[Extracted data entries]
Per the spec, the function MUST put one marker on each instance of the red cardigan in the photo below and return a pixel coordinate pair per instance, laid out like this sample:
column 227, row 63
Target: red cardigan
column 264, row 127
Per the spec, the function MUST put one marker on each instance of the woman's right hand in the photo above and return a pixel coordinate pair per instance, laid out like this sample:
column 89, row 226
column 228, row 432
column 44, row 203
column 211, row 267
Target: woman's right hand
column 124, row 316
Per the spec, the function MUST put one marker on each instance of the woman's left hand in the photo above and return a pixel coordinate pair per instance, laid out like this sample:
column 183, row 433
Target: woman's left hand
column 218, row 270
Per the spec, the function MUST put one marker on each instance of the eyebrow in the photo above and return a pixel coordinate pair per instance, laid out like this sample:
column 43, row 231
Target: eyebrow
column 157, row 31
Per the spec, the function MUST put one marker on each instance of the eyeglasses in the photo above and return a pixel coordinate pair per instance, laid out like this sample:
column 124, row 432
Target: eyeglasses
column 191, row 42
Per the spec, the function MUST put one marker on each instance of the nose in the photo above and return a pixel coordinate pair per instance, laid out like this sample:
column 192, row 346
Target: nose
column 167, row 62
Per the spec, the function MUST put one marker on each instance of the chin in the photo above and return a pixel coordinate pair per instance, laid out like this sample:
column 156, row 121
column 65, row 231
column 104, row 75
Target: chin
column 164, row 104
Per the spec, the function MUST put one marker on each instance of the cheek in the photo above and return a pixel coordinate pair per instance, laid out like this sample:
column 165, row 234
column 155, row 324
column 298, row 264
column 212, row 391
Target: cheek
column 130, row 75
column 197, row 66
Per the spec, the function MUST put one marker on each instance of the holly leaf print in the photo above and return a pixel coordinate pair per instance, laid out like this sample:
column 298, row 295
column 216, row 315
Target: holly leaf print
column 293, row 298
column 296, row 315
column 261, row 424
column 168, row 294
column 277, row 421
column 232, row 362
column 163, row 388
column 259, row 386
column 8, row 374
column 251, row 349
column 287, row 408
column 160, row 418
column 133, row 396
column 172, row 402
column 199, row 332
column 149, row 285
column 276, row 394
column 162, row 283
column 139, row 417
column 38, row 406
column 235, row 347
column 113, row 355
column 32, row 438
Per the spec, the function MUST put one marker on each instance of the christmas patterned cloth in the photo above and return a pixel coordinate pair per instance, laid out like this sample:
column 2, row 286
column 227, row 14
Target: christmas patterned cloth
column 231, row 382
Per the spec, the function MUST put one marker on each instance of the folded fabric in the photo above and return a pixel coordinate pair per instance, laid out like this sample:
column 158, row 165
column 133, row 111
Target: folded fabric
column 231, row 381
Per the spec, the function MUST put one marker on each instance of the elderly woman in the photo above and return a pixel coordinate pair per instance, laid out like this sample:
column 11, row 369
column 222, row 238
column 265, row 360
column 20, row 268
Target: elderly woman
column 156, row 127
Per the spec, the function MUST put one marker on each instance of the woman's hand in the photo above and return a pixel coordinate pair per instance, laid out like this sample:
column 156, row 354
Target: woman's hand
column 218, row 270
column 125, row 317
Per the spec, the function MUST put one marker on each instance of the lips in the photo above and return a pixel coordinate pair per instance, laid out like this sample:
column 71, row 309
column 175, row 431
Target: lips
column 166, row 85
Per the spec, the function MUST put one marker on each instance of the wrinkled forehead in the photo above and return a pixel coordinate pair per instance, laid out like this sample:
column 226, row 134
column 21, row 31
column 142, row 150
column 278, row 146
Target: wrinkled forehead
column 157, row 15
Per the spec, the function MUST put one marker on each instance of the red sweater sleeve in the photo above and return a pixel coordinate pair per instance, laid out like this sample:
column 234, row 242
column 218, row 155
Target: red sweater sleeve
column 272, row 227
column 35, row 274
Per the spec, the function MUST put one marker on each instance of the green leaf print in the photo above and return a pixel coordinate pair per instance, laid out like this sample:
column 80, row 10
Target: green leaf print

EXERCISE AIM:
Please rewrite all of the items above, substituting "According to the spec" for each occurrence of "Per the spec" and leaving everything else as it is.

SOLUTION FOR THIS PROBLEM:
According to the spec, the function MUST put one marker on each instance of the red cardigan in the photo below and return a pixel coordinate pair per instance, laid out like this sample:
column 227, row 63
Target: red cardigan
column 264, row 127
According to the spec, the function MUST put one marker on each instance of the woman's right hand in the photo above and return a pixel coordinate pair per instance, laid out like this sample:
column 89, row 226
column 228, row 432
column 44, row 203
column 211, row 267
Target: woman's right hand
column 124, row 316
According to the spec, the function MUST put one marker on each instance of the woman's left hand in the photo above and return a pixel coordinate pair per instance, laid out like this sample:
column 183, row 433
Target: woman's left hand
column 218, row 270
According to the spec, the function MUST put one marker on each instance of the eyebrow in the photo above and return a pixel coordinate pair per instance, laid out like this sample:
column 43, row 231
Target: eyebrow
column 157, row 31
According to the spec, the function MUST put one marker on each instance of the eyeglasses in the photo above and return a pixel coordinate pair per instance, laid out like this sample:
column 124, row 432
Target: eyeglasses
column 191, row 42
According to the spec, the function MUST put one marker on each instance of the nose in the photo above and return a pixel coordinate pair per instance, laid out like this sample:
column 192, row 346
Target: nose
column 167, row 62
According to the spec, the function MUST put one marker on each instance of the chin in the photo above and return a pixel coordinate pair per instance, laid out like this sample:
column 156, row 121
column 65, row 231
column 104, row 75
Target: chin
column 164, row 104
According to the spec, the function MUST put one marker on each instance of the cheek in the photo above and return a pixel coordinate pair per instance, laid out like this sample:
column 165, row 234
column 155, row 324
column 298, row 264
column 212, row 391
Target: cheek
column 130, row 75
column 197, row 66
According to the spec, the function MUST put one marker on each instance of the holly leaf print in the photo above and return a pixel coordinate pair per instance, laid out like this sample:
column 298, row 295
column 216, row 315
Target: holly leaf print
column 293, row 298
column 296, row 315
column 261, row 424
column 168, row 294
column 277, row 421
column 232, row 362
column 163, row 388
column 259, row 386
column 8, row 374
column 251, row 349
column 287, row 408
column 160, row 418
column 133, row 396
column 172, row 402
column 199, row 332
column 149, row 285
column 276, row 394
column 162, row 283
column 139, row 417
column 38, row 406
column 235, row 347
column 113, row 355
column 32, row 438
According to the spec, the function MUST put one marker on each instance of the christmas patterned cloth in the photo above and return a pixel coordinate pair per instance, laid out like this sample:
column 2, row 286
column 227, row 14
Target: christmas patterned cloth
column 231, row 382
According to the spec, the function MUST put one marker on each instance of the folded fabric in the photo above and return a pixel coordinate pair per instance, laid out like this sample:
column 158, row 165
column 133, row 111
Target: folded fabric
column 231, row 381
According to the spec, the function MUST put one marker on each instance of the elderly woman in the photo above and return a pixel coordinate pair per instance, laid out like this sample:
column 11, row 369
column 222, row 238
column 265, row 360
column 20, row 268
Target: elderly woman
column 156, row 127
According to the spec, the function MUST put one marker on each instance of the woman's hand in the photo above and return a pixel coordinate pair per instance, laid out like this sample:
column 156, row 354
Target: woman's hand
column 218, row 270
column 125, row 317
According to the spec, the function MUST put one marker on each instance of the lips in the photo above and return a pixel coordinate pair per instance, laid out like this sample:
column 71, row 309
column 175, row 431
Target: lips
column 166, row 85
According to the spec, the function MUST put one marker on each instance of the wrinkled forehead in the photo above and return a pixel coordinate pair per instance, laid out like this sample:
column 226, row 134
column 21, row 31
column 142, row 150
column 278, row 146
Target: wrinkled forehead
column 157, row 15
According to the spec, the function MUST put one marker on each instance of the red sweater sleeve in the photo above and return a pixel coordinate pair per instance, laid out like this sample:
column 234, row 242
column 218, row 155
Target: red sweater sleeve
column 272, row 227
column 35, row 274
According to the spec, the function MUST put one marker on each instance of the green leaf print in the photo above and return a pixel coordinate pair per instance, laid out like this sample:
column 80, row 10
Target: green leaf print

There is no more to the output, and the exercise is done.